─── PAGE EXCERPT
In fact, to strengthen our greening work, apart from the technical problems, we must have a continuous on-going programme on greening the environment and the function of this programme must involve coordination and promotion. By coordination, I mean that the restructuring of existing work and to launch territory-wide greening work in a more coordinative manner. And this involves coordination with other government departments, District Boards, Territory Development Departments. And in terms of promotion, actually the Urban Council could consider making 1993 the year of greening so as to actively promote a 'Greening Hong Kong Campaign' and also educate the public on the importance of greening their environment, and mobilise the public in participating in greening the environment and make them more aware of environmental education or conservation and also beautifying the environment.
──────
─── DATA EXCERPT
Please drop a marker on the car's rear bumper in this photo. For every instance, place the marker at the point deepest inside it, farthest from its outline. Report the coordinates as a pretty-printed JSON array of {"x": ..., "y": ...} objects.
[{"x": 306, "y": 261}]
──────
▸ **WRITTEN INSTRUCTION**: Quote word for word the portion of the greening excerpt starting at "In fact, to" and ending at "beautifying the environment.".

▸ **EXERCISE OUTPUT**:
In fact, to strengthen our greening work, apart from the technical problems, we must have a continuous on-going programme on greening the environment and the function of this programme must involve coordination and promotion. By coordination, I mean that the restructuring of existing work and to launch territory-wide greening work in a more coordinative manner. And this involves coordination with other government departments, District Boards, Territory Development Departments. And in terms of promotion, actually the Urban Council could consider making 1993 the year of greening so as to actively promote a 'Greening Hong Kong Campaign' and also educate the public on the importance of greening their environment, and mobilise the public in participating in greening the environment and make them more aware of environmental education or conservation and also beautifying the environment.